### Input material
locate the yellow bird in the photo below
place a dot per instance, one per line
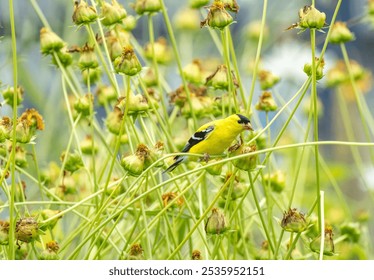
(214, 137)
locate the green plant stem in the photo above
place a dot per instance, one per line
(12, 218)
(155, 66)
(366, 120)
(315, 115)
(258, 207)
(231, 87)
(321, 204)
(258, 55)
(178, 60)
(236, 68)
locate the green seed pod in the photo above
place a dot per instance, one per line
(217, 16)
(215, 169)
(48, 213)
(8, 95)
(88, 147)
(92, 75)
(196, 255)
(238, 189)
(149, 78)
(276, 181)
(328, 248)
(83, 13)
(5, 128)
(106, 95)
(88, 58)
(64, 57)
(294, 221)
(216, 223)
(230, 5)
(193, 72)
(84, 105)
(246, 163)
(266, 102)
(73, 161)
(114, 120)
(20, 157)
(128, 62)
(187, 20)
(137, 103)
(146, 6)
(27, 230)
(134, 164)
(168, 197)
(319, 69)
(129, 23)
(267, 79)
(310, 17)
(352, 230)
(4, 232)
(112, 13)
(219, 79)
(160, 50)
(50, 252)
(196, 4)
(50, 42)
(340, 33)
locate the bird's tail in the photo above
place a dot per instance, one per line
(178, 160)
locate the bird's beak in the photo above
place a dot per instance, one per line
(248, 127)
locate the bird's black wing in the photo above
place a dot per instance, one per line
(197, 137)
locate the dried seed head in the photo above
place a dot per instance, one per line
(128, 62)
(83, 13)
(27, 229)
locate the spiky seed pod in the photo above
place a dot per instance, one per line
(294, 221)
(216, 223)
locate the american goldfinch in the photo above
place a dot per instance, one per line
(214, 137)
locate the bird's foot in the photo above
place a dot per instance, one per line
(206, 157)
(236, 146)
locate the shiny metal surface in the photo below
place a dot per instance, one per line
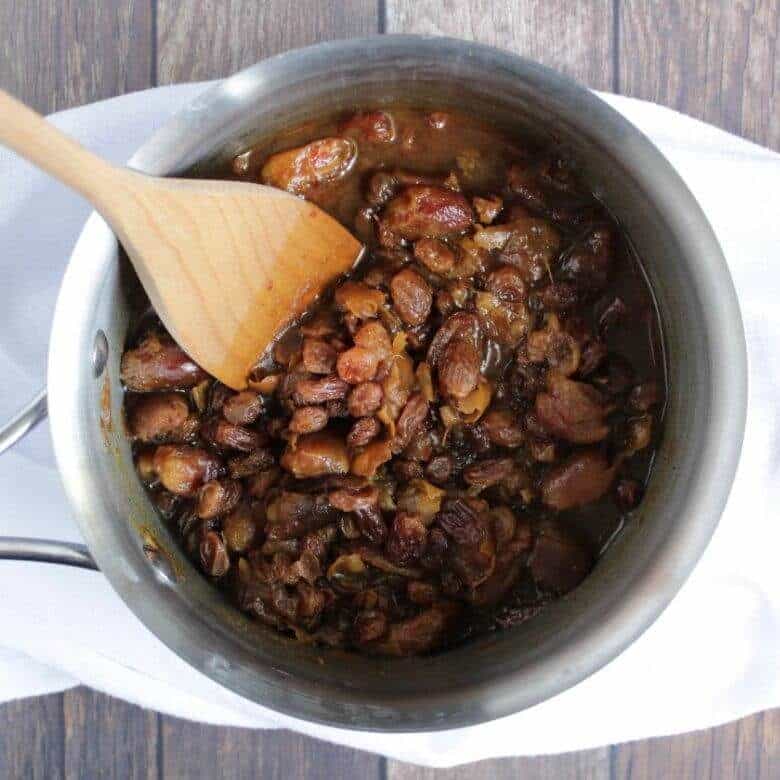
(45, 551)
(639, 574)
(23, 422)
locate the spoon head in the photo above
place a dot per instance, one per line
(227, 265)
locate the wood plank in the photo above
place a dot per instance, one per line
(747, 748)
(195, 45)
(107, 737)
(714, 59)
(196, 42)
(55, 54)
(769, 747)
(191, 749)
(32, 738)
(575, 38)
(583, 765)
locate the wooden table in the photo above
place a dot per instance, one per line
(714, 59)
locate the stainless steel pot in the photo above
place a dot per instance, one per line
(641, 571)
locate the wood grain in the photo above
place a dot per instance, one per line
(108, 738)
(575, 38)
(584, 765)
(32, 738)
(199, 41)
(55, 54)
(713, 59)
(193, 749)
(716, 59)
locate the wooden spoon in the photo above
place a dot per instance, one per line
(225, 264)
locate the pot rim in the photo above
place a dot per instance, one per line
(634, 609)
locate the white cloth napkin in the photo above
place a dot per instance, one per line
(710, 658)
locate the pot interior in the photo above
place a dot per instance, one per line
(500, 673)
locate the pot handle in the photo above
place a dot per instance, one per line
(41, 550)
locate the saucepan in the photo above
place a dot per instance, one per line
(498, 674)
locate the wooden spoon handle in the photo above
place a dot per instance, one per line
(35, 139)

### Required task
Extract the entries in full, exactly as they are, minus the pictures.

### Task solution
locate the yellow bird in the photo below
place a dot per instance, one per line
(214, 137)
locate the green plant stem in the photo above
place a dot per instance, one per line
(12, 218)
(155, 66)
(366, 120)
(315, 115)
(258, 207)
(231, 87)
(321, 204)
(258, 55)
(178, 60)
(236, 68)
locate the green seed pod in the photo above
place a dot per instance, one per line
(217, 16)
(215, 169)
(48, 213)
(8, 95)
(88, 147)
(92, 75)
(196, 255)
(238, 189)
(149, 78)
(276, 181)
(328, 248)
(83, 13)
(5, 128)
(106, 95)
(88, 58)
(64, 57)
(294, 221)
(216, 223)
(230, 5)
(193, 72)
(84, 105)
(246, 163)
(266, 102)
(73, 161)
(114, 120)
(20, 157)
(128, 62)
(187, 20)
(137, 103)
(146, 6)
(27, 230)
(134, 164)
(168, 197)
(319, 69)
(129, 23)
(267, 79)
(310, 17)
(352, 230)
(4, 232)
(112, 13)
(219, 79)
(160, 50)
(50, 252)
(196, 4)
(50, 42)
(340, 33)
locate the bird's tail in the photo above
place a dot per instance, one per line
(178, 160)
locate the bird's beak in the photo above
place a dot per instance, one per line
(248, 127)
locate the bird's black wing in the photo above
place a dot per instance, one per line
(197, 137)
locate the dried seed head in the photo above
place a dot per instance, one per line
(128, 62)
(83, 13)
(27, 229)
locate the spiky seed pod in the photo above
place a dot per instance, one per line
(294, 221)
(216, 223)
locate the american goldfinch in the photo above
place a dot per instance, one per line
(214, 137)
locate the bird's foot in the photo above
place a dot per instance, one per line
(206, 157)
(236, 146)
locate the shiny metal surface in the photo below
place a dot per instance, one per line
(45, 551)
(639, 574)
(23, 422)
locate the spoon head in the photo above
place a dot per instance, one per line
(227, 265)
locate the wood plank in the photo above
place a dot per instance, one per line
(747, 748)
(195, 45)
(107, 737)
(714, 59)
(196, 42)
(55, 54)
(769, 747)
(191, 749)
(32, 738)
(575, 38)
(583, 765)
locate the wooden table in the photo above
place a dot per instance, one per line
(714, 59)
locate the stainless steel pot in the photo above
place a dot per instance, one per line
(641, 571)
locate the wood grain in the photo above
place a dot per instance, one per line
(108, 738)
(575, 38)
(584, 765)
(32, 738)
(199, 41)
(55, 54)
(713, 59)
(193, 749)
(716, 59)
locate the wooden spoon in the photo above
place a dot per instance, one per line
(225, 264)
locate the pot rim in the photo above
place a dot per instance, one per line
(634, 609)
locate the white cloth napkin in the photo above
place a dot per instance, one per line
(710, 658)
locate the pot interior in the photo above
place a dot per instance, one per line
(500, 673)
locate the pot handle in the photo above
place a dot per instance, one per line
(41, 550)
locate the saucepan in the photo above
place a dot per instance, one per line
(498, 674)
locate the wooden spoon handle in the photo above
place a dot per instance, one per line
(35, 139)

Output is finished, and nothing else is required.